:: Exercise ::
Here is a block of records. Copy every line in it that includes "below".

:: Data for analysis ::

====

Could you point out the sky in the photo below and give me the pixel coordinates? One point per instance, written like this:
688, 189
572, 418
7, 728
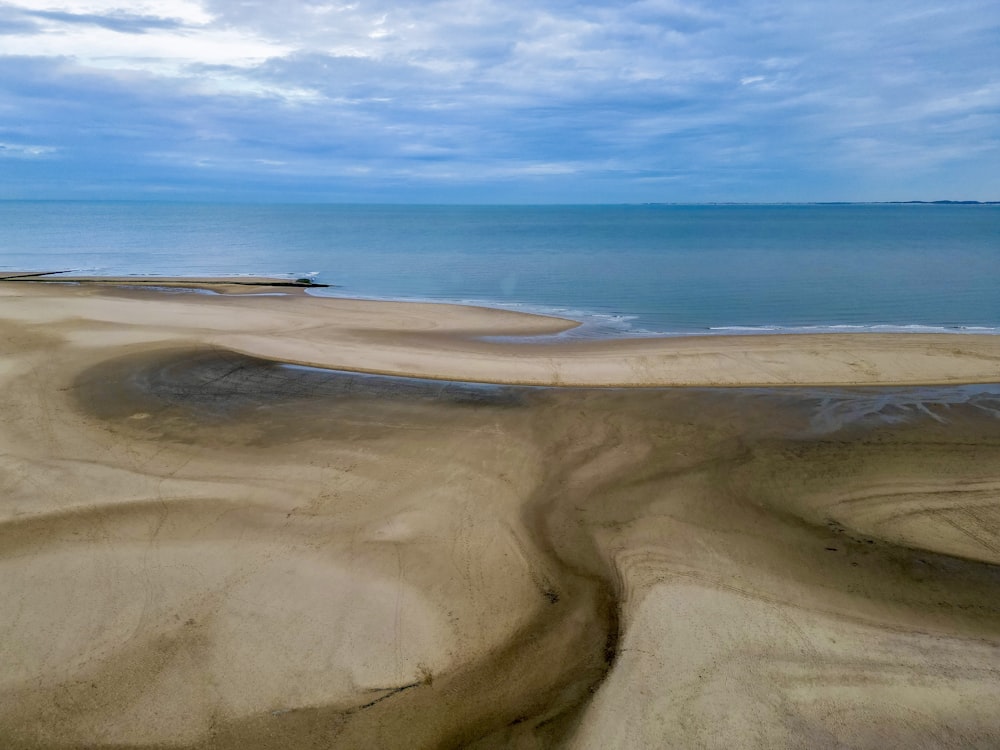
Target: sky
520, 101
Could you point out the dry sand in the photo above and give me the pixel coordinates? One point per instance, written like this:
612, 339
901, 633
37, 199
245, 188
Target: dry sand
203, 548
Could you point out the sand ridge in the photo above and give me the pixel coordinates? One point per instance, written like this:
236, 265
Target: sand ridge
204, 548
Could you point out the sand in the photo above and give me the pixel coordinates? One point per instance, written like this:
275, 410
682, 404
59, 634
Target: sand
201, 547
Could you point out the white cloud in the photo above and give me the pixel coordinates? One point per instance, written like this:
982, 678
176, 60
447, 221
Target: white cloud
24, 151
188, 11
107, 48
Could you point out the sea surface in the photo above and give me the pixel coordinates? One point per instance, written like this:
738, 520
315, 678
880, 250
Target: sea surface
623, 270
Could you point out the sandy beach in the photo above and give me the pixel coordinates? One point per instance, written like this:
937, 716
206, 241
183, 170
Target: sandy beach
203, 547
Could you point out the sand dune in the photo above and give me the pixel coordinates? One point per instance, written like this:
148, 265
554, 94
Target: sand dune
203, 548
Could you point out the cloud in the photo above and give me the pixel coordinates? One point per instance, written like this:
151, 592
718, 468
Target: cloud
24, 151
738, 100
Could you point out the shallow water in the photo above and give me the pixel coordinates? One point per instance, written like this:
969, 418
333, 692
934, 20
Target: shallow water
624, 270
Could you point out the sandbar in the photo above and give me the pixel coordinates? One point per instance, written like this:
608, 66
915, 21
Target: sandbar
417, 541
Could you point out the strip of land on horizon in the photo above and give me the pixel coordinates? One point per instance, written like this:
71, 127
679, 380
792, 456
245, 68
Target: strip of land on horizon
715, 541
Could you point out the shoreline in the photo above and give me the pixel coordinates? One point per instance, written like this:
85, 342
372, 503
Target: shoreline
206, 546
441, 341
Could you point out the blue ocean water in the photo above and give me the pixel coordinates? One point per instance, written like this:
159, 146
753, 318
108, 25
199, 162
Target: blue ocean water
624, 269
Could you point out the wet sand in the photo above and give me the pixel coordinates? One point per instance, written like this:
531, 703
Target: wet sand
202, 547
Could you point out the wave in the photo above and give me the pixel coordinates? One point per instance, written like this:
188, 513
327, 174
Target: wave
856, 328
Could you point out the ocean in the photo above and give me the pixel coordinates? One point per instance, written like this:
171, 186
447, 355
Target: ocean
622, 270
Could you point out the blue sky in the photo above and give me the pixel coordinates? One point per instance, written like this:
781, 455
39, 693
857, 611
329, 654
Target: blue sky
513, 102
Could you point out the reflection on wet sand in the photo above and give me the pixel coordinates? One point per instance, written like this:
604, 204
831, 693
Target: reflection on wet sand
203, 549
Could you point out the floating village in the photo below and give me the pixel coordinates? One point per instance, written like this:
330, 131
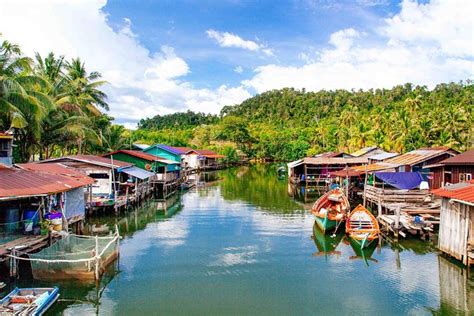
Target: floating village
425, 193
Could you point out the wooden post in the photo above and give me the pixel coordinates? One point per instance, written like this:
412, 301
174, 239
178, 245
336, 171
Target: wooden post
365, 187
397, 221
97, 259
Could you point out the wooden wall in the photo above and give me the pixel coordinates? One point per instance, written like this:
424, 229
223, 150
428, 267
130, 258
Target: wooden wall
455, 229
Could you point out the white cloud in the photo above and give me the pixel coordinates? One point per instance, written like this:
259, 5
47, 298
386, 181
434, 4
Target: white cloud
226, 39
423, 44
141, 83
239, 69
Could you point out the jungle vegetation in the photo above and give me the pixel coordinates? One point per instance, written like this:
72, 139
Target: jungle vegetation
55, 107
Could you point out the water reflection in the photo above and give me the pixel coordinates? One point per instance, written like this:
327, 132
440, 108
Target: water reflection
325, 243
241, 245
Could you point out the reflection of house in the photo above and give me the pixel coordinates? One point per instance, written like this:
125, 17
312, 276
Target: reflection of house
197, 159
456, 169
6, 145
456, 231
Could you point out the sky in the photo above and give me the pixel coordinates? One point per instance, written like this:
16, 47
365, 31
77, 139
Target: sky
165, 56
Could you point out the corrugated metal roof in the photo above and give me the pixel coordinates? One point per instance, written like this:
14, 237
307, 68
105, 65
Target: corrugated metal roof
91, 159
15, 182
206, 153
6, 135
466, 158
383, 156
137, 172
459, 191
418, 156
135, 153
363, 151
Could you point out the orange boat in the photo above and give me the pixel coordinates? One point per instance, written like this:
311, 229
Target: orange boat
362, 227
330, 209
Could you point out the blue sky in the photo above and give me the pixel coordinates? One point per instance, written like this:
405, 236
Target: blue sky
160, 57
288, 28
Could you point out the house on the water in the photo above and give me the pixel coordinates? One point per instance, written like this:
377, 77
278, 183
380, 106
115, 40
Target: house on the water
166, 172
456, 169
200, 159
169, 152
456, 231
316, 170
6, 148
27, 194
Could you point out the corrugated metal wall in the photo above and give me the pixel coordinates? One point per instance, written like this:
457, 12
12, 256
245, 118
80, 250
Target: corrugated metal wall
454, 229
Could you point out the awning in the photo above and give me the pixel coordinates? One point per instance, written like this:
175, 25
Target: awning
137, 172
401, 180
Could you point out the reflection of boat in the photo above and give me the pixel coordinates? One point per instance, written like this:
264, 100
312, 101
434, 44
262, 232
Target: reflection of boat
363, 253
362, 227
330, 209
30, 301
326, 244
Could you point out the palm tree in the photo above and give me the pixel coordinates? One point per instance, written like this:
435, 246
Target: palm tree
22, 101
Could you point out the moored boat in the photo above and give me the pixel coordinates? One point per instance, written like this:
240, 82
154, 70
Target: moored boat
362, 227
28, 301
330, 210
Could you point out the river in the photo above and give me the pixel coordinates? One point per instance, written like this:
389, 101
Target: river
241, 243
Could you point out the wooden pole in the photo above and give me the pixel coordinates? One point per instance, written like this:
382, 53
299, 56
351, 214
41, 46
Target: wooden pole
97, 259
365, 187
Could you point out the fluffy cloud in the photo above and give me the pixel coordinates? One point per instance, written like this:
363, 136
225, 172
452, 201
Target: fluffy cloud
424, 44
141, 83
226, 39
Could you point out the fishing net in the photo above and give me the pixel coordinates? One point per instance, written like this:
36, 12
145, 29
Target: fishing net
74, 257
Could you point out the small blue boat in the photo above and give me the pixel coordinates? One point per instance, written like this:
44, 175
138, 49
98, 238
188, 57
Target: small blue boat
28, 301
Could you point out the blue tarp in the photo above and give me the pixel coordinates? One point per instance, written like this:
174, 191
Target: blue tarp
401, 180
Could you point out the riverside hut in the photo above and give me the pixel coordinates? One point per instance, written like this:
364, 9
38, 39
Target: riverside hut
316, 170
165, 172
201, 159
456, 232
456, 169
6, 148
26, 195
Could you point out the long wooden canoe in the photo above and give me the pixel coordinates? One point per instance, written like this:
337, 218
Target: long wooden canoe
362, 227
330, 210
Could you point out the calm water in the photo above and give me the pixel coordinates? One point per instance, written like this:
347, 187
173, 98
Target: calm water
242, 245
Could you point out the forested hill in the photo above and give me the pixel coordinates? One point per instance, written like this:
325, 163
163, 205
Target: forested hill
288, 124
180, 119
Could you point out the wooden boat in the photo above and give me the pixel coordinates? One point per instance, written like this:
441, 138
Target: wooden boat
28, 301
330, 210
362, 227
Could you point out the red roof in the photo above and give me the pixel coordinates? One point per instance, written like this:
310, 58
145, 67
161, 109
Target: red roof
460, 191
136, 153
91, 159
16, 182
206, 153
466, 158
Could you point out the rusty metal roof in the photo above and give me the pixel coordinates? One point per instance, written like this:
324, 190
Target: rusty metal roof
206, 153
460, 191
466, 158
17, 182
334, 161
420, 155
137, 154
91, 159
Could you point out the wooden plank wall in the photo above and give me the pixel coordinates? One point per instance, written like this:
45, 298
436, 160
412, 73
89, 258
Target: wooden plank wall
455, 290
454, 229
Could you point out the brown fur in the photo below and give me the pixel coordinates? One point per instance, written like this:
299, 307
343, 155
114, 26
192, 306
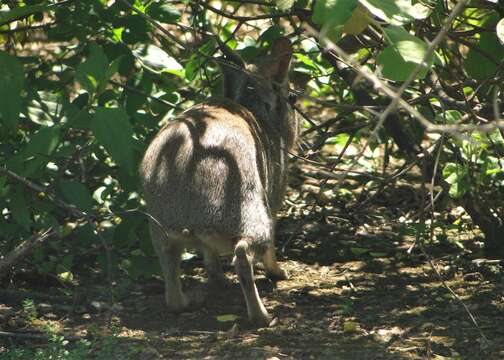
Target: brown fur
216, 176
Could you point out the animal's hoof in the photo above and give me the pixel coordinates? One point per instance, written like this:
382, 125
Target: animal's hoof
219, 283
277, 274
262, 321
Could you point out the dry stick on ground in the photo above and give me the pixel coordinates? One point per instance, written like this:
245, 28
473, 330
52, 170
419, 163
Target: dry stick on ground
31, 336
419, 241
396, 101
23, 250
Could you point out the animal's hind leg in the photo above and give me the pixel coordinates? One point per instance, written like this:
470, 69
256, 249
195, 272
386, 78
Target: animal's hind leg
273, 270
256, 311
213, 267
169, 254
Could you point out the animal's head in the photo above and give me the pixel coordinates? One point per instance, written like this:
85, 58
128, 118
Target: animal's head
262, 87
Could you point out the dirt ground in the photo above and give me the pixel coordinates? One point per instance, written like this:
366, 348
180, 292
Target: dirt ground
353, 293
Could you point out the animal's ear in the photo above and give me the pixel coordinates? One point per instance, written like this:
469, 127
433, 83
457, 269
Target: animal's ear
232, 79
277, 64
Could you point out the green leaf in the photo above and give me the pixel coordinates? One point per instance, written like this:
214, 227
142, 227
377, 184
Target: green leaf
449, 117
480, 66
19, 207
332, 15
11, 85
397, 12
284, 4
77, 194
163, 12
157, 60
92, 72
456, 176
36, 153
20, 12
357, 22
114, 132
500, 30
404, 54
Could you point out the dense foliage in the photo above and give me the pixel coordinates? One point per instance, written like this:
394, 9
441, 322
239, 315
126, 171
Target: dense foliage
84, 85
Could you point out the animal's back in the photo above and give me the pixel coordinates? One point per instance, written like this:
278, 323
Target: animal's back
202, 172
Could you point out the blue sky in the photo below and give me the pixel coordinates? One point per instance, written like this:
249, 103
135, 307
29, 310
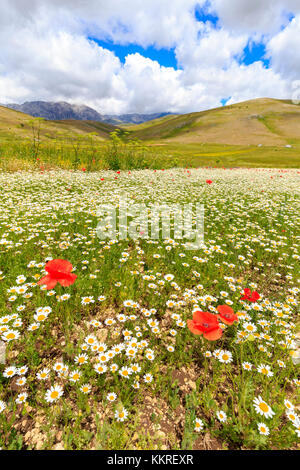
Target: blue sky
181, 55
253, 52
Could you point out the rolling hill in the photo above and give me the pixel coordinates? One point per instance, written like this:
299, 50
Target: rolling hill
61, 110
262, 121
17, 125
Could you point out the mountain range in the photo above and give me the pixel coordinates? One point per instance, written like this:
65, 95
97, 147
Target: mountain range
56, 111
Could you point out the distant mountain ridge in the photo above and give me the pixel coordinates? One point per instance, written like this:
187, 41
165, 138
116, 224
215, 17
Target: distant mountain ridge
56, 111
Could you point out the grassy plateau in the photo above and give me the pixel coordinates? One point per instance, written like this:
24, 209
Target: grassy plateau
108, 351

====

:: Response ::
Could you point out the sky in the photo below and give me the pixel coordinates? One point per instance, written like this:
Could you point out the floating village in the photo below and give me the pixel coordinates? One point per instance, written like this:
Could you point out the brown fur in the photo below and give me the pixel coordinates? One point per instance, written like this:
Could you point out the blue sky in the photo below and give me the pixel coordinates? One point per instance, written like this:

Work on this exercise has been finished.